> _Set problem A_:
Which flags in the head-node `ray start` command of the Ray log below set a port? Give each flag with the value assigned to it.

> _Passage shown_:
## Start

2020-03-18 09:51:48,050 INFO resource_spec.py:212 -- Starting Ray with 343.6 GiB memory available for workers and up to 18.63 GiB for objects. You can adjust these settings with ray.init(memory=, object_store_memory=).
2020-03-18 09:51:48,818 INFO services.py:1122 -- View the Ray dashboard at localhost:8265
2020-03-18 09:51:48,863 INFO scripts.py:387 --
Started Ray on this node. You can add additional nodes to the cluster by calling

ray start --address='<IP-ADDRESS>:6379' --redis-password='<PASSWORD>'

from the node you wish to add. You can connect a driver to the cluster from Python by running

import ray
ray.init(address='auto', redis_password='<PASSWORD>')

If you have trouble connecting from a different machine, check that your firewall is configured properly. If you wish to terminate the processes that have been started, run

ray stop

2020-03-18 09:51:49,016 INFO log_timer.py:17 -- NodeUpdater: neuron.bme.emory.edu: Ray start commands completed [LogTimer=5581ms]
2020-03-18 09:51:49,016 INFO log_timer.py:17 -- NodeUpdater: neuron.bme.emory.edu: Applied config b5ff49744b62938d891a9c56b9cc0dbb99710d8f [LogTimer=7160ms]
2020-03-18 09:51:49,018 INFO node_provider.py:81 -- ClusterState: Writing cluster state: ['sulcus.bme.emory.edu', 'neuron.bme.emory.edu']
2020-03-18 09:51:49,020 INFO commands.py:289 -- get_or_create_head_node: Head node up-to-date, IP address is:
To monitor auto-scaling activity, you can run:

ray exec /snel/home/asedler/core/tune_tf2/cluster.yaml 'tail -n 100 -f /tmp/ray/session_/logs/monitor'

To open a console on the cluster:

ray attach /snel/home/asedler/core/tune_tf2/cluster.yaml

To get a remote shell to the cluster manually, run:

ssh -o IdentitiesOnly=yes -i ~/.ssh/id_rsa asedler@

(tf2-gpu) [asedler@neuron] tune_tf2 $ python ~/ray_test.py
/snel/home/asedler/anaconda3/envs/tf2-gpu/lib/python3.7/site-packages/ray/__init__.py
Traceback (most recent call last):
File "/snel/home/asedler/ray_test.py", line 2, in
ray.init(address="auto")
File "/snel/home/asedler/anaconda3/envs/tf2-gpu/lib/python3.7/site-packages/ray/worker.py", line 674, in init
address, redis_address)
File "/snel/home/asedler/anaconda3/envs/tf2-gpu/lib/python3.7/site-packages/ray/services.py", line 240, in validate_redis_address
address = find_redis_address_or_die()
File "/snel/home/asedler/anaconda3/envs/tf2-gpu/lib/python3.7/site-packages/ray/services.py", line 127, in find_redis_address_or_die
+ "Please specify the one to connect to by setting address.")
ConnectionError: Found multiple active Ray instances: {'$RAY_HEAD_IP:6379', ':6379'}. Please specify the one to connect to by setting address.

In response to your second comment, I tried running via the command line through the open ports with the following commands:

Head node:

(tf2-gpu) [asedler@neuron] tune_tf2 $ ray start --head --redis-port=6379 --redis-shard-ports=59519 --node-manager-port=19580 --object-manager-port=39066 --autoscaling-config=~/ray_bootstrap_config.yaml
2020-03-18 10:02:53,333 INFO scripts.py:357 -- Using IP address <IP-ADDRESS> for this node.

## End

> _Image location labeling entries_:
## Start

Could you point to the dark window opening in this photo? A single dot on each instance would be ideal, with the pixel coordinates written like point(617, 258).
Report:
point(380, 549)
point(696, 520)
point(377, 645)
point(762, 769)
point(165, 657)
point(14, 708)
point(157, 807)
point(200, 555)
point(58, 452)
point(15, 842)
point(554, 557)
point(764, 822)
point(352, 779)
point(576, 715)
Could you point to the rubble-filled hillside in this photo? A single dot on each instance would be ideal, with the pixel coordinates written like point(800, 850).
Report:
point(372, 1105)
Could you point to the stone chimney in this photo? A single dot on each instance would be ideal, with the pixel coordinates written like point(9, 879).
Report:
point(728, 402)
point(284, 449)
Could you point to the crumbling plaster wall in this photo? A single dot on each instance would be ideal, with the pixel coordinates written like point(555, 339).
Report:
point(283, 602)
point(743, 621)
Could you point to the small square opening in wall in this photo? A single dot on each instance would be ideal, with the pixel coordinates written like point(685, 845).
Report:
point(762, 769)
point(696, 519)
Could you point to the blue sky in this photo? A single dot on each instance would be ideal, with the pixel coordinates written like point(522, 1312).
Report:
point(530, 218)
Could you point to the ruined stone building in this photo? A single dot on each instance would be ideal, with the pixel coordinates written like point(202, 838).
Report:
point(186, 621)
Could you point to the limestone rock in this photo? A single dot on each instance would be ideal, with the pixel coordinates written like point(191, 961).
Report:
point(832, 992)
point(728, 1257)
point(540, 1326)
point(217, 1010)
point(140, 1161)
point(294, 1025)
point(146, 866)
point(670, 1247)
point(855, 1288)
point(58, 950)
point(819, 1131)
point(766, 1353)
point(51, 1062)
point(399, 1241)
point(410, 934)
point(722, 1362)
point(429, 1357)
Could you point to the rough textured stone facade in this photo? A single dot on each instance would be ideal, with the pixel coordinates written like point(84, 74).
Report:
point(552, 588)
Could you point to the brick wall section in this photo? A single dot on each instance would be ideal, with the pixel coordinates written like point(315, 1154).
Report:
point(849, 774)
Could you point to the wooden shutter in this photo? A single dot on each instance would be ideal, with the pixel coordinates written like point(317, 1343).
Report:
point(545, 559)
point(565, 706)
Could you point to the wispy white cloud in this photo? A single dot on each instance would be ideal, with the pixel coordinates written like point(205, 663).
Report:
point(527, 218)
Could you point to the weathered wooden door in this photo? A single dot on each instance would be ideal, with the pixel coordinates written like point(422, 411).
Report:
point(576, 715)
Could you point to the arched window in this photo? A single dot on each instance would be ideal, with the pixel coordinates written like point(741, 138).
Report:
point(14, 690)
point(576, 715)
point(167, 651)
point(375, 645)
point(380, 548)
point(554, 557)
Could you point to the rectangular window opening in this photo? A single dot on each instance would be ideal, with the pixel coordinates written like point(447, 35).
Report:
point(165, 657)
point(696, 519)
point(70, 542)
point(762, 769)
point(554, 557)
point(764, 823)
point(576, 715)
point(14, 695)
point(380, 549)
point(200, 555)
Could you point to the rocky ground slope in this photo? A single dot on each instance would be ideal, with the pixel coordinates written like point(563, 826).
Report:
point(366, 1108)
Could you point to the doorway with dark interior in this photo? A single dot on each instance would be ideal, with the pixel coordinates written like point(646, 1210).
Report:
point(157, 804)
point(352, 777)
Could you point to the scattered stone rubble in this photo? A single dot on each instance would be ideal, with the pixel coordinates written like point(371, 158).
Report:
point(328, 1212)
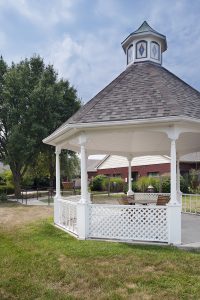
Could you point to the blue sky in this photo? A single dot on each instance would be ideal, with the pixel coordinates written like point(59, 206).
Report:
point(82, 38)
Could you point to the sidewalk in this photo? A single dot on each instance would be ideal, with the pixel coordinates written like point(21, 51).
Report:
point(33, 201)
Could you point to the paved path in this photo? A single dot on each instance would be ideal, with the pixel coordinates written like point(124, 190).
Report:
point(34, 201)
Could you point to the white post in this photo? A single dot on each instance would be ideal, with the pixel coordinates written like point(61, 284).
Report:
point(178, 181)
point(173, 173)
point(58, 195)
point(130, 191)
point(83, 205)
point(84, 183)
point(174, 208)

## End

> _Set problem B_:
Pick out every line of the records above that contains the string "window". Case counts.

> _Correct answer A_:
--redis-port=6379
--redis-shard-ports=59519
--node-manager-port=19580
--object-manager-port=39066

> _Correct answer B_:
Could you point to the dark window opening in this photo? A single dot on each instance would be ideal, with the pixel coordinates written like point(617, 258).
Could you point to the arched window in this photo? A single dot on each instance would be ideal, with the pixel coordinates written like point(741, 138).
Could you point to the rectangular window opening in this photo? A single dot on each instance would be ideal, with the pixel coordinates written like point(447, 35).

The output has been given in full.